The data ::
::::

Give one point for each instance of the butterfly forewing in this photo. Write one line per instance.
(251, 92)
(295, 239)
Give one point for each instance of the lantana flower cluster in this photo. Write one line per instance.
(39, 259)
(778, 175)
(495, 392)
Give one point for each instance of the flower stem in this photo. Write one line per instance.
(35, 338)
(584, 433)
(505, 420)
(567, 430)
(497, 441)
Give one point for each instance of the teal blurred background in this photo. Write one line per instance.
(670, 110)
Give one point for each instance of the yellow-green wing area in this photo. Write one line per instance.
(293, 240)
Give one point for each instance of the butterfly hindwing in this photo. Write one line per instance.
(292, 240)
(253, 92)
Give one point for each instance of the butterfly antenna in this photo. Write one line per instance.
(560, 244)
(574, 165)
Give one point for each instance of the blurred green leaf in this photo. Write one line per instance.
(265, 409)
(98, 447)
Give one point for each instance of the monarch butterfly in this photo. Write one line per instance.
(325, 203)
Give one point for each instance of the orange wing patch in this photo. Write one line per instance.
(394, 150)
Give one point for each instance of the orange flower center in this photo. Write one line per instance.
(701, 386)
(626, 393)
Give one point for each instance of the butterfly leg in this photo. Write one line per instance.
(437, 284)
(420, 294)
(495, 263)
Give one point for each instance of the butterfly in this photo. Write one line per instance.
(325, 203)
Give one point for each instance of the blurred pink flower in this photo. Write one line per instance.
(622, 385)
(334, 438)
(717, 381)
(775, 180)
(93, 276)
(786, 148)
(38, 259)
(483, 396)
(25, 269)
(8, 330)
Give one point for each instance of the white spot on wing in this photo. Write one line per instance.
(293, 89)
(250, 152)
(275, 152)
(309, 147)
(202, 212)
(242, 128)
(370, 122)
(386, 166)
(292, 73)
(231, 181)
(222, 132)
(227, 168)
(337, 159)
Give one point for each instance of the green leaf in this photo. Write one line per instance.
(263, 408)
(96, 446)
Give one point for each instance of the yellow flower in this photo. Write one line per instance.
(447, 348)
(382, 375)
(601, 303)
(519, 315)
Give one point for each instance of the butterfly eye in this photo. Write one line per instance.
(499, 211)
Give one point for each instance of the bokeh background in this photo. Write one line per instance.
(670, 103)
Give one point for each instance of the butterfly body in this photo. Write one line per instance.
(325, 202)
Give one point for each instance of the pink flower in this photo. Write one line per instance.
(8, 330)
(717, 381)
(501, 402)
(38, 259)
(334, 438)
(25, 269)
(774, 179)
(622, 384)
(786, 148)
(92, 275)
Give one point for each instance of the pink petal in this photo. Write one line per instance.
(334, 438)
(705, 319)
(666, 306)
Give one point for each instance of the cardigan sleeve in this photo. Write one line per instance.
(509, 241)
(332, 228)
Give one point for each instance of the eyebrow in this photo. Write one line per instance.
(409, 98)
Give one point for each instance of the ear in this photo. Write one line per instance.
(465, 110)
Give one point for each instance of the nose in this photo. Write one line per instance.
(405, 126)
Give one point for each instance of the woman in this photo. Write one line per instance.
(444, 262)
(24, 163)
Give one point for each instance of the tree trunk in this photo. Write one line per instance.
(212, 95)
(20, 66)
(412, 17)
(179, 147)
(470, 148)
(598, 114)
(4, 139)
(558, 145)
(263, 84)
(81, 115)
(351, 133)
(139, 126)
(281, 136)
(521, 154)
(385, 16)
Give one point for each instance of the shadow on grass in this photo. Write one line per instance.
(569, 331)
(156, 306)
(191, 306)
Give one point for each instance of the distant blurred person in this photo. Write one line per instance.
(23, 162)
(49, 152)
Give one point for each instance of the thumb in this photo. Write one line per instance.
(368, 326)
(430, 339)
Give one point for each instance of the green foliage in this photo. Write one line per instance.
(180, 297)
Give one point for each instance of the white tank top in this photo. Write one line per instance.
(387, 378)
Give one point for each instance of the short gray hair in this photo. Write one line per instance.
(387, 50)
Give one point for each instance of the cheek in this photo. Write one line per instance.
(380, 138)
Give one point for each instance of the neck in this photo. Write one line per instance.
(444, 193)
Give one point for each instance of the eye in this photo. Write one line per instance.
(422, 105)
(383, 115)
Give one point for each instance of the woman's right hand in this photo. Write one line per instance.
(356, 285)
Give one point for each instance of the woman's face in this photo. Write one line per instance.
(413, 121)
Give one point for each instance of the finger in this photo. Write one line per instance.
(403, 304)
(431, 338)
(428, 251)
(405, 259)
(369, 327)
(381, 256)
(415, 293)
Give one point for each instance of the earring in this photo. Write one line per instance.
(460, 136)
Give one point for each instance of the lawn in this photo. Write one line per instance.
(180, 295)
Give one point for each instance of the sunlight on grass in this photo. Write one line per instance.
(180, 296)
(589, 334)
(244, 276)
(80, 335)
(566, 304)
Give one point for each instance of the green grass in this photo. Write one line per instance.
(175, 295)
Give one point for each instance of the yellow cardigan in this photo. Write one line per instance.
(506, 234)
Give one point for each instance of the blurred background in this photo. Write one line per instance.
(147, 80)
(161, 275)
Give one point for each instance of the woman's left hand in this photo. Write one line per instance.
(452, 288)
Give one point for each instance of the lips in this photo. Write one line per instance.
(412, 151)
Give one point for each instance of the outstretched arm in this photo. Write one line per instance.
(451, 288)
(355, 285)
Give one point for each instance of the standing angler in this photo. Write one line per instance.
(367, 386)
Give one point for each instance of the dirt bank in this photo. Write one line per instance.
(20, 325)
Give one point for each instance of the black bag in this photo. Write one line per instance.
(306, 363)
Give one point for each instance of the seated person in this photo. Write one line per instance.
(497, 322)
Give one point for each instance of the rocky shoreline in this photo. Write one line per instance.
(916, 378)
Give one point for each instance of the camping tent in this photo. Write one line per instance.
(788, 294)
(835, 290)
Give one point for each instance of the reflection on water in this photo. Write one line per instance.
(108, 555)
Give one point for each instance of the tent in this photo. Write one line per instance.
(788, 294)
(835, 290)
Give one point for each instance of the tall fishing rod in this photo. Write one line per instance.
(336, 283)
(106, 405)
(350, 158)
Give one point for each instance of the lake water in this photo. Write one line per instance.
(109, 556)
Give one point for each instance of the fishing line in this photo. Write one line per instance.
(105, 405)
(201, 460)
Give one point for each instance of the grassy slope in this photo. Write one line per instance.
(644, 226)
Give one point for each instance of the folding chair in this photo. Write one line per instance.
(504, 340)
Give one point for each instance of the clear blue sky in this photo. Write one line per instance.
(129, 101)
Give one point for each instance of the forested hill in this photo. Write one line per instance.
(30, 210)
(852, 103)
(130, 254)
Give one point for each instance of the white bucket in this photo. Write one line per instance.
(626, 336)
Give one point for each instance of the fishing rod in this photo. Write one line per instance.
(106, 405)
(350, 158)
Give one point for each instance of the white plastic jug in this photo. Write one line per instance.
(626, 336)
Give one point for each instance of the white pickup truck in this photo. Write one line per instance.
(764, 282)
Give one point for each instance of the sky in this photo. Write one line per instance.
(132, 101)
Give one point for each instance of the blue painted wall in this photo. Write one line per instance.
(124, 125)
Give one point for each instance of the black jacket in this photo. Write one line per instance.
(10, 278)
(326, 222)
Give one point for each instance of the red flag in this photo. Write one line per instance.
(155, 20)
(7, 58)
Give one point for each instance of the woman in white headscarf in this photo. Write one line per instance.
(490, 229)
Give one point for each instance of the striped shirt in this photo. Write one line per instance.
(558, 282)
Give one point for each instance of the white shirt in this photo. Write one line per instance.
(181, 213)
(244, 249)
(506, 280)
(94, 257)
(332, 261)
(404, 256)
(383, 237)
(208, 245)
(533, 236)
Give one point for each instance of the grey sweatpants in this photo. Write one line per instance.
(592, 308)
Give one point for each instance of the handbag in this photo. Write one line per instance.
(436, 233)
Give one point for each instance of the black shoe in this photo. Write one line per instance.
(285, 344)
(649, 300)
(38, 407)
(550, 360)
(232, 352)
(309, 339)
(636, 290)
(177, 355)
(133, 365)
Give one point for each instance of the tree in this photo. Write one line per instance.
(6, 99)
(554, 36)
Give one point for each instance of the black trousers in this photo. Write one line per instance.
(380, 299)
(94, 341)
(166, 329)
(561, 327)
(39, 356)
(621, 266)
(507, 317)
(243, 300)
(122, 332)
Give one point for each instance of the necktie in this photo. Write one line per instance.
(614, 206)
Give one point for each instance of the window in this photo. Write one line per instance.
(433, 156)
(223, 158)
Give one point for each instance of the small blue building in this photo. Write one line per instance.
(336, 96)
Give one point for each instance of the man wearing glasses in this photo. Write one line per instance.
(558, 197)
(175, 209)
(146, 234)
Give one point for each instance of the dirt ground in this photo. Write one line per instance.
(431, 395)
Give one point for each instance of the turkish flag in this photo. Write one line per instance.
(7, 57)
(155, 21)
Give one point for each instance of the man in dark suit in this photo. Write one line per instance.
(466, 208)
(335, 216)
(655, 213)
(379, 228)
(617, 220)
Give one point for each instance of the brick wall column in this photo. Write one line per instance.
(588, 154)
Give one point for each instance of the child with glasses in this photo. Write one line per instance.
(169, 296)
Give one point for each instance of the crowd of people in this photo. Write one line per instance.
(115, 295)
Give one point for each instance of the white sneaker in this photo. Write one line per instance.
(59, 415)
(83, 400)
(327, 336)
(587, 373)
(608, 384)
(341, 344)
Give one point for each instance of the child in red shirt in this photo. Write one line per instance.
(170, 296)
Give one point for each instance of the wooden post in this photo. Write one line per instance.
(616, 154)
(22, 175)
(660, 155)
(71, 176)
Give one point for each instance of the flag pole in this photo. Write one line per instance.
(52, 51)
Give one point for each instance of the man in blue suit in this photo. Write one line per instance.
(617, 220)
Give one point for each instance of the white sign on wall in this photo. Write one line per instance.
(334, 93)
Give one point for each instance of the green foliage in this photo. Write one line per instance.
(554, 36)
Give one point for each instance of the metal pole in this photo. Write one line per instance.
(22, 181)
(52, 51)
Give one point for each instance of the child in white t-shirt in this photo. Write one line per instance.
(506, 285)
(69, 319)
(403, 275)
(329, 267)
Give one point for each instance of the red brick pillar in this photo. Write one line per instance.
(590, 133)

::::

Task item :: Copy the records above exactly, starting at the line that contains "Give one point for each instance of the child in red" and ending at the last line, and leave out all earlier lines.

Answer for this exercise ::
Give one point for each instance of the child in red shirt in this photo. Write one line per instance.
(170, 296)
Give one point for each instance of the wooden post in this photo. Write one line per instance.
(616, 154)
(22, 175)
(660, 155)
(71, 176)
Give one point for each instance of the flag pole in this photo. Write one line per instance.
(52, 51)
Give one point for each instance of the man in blue suit in this photo. Write one line per instance.
(617, 220)
Give one point for each instance of the white sign on wall in this photo. Write one line per instance.
(334, 93)
Give one point for each instance of the green foliage in this photo. Write one line per instance.
(554, 36)
Give one point for each instance of the metal pole in this photo. Write one line per instance.
(22, 181)
(52, 51)
Give one point for each instance of the child in white t-shirt in this photo. Write one line per instance.
(506, 285)
(69, 319)
(403, 275)
(329, 267)
Give one point for each instance of the red brick pillar in this photo. Write one line per instance.
(590, 133)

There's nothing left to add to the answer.